=== Document passage ===
After the district fair on February 3, projects that were rated “outstanding” and some of the first-place projects moved on to the area fair. This science fair, in its 59th year, is the only area fair in the state of Illinois.

Choosing to learn

“[The projects] have evolved to things that I never, as a student, would have thought about, and even as a teacher,” said Dr. Kim Morley-Hogan, principal of Lester Crawl Primary Center. “They’re great.”

Alison Schroeder teaches 7th-grade science and is the department’s head at Memorial Junior High School. She has been a teacher at Memorial for 12 years and has served as the head for 3 years.

“I like that the kids can choose what they want to learn and explore,” Schroeder said. “Usually, in a classroom, we have a set curriculum of things to teach them. The science fair allows them to go outside the normal box of curriculum. They get to choose whatever they have a passion in, and they get to explore it and experiment with it.”

=== What is needed ===
Rewrite the science fair passage starting at "Choosing to learn" and ending at "for 3 years.", substituting "changed" for "evolved".

=== Provided data ===

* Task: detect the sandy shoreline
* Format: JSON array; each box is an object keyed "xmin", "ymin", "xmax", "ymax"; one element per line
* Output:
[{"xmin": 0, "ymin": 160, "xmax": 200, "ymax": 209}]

=== Final result ===
Choosing to learn

“[The projects] have changed to things that I never, as a student, would have thought about, and even as a teacher,” said Dr. Kim Morley-Hogan, principal of Lester Crawl Primary Center. “They’re great.”

Alison Schroeder teaches 7th-grade science and is the department’s head at Memorial Junior High School. She has been a teacher at Memorial for 12 years and has served as the head for 3 years.